**Dataset records**
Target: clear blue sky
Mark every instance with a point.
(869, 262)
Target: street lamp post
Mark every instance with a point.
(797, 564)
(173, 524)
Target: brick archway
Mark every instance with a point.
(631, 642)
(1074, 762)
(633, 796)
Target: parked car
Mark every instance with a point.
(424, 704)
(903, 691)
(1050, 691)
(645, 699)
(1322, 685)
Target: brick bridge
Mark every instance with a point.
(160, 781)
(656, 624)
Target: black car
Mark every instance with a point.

**Aim**
In the records, take the part that opens with the line containing "Target: street lamp post" and closes at the end of the records. Rewrite it with "brick" changed to "stone", and keep everything else the same.

**Written answer**
Target: street lamp post
Mark every instance with a point.
(797, 564)
(173, 524)
Target: stone archway
Mark every instance with a point.
(631, 642)
(1074, 762)
(633, 796)
Target: parked car
Mark every instance with a point.
(424, 704)
(903, 691)
(1050, 691)
(645, 699)
(1322, 685)
Target: stone bridge
Mark every instance with a point.
(160, 781)
(656, 624)
Target: black car
Mark every instance with a point.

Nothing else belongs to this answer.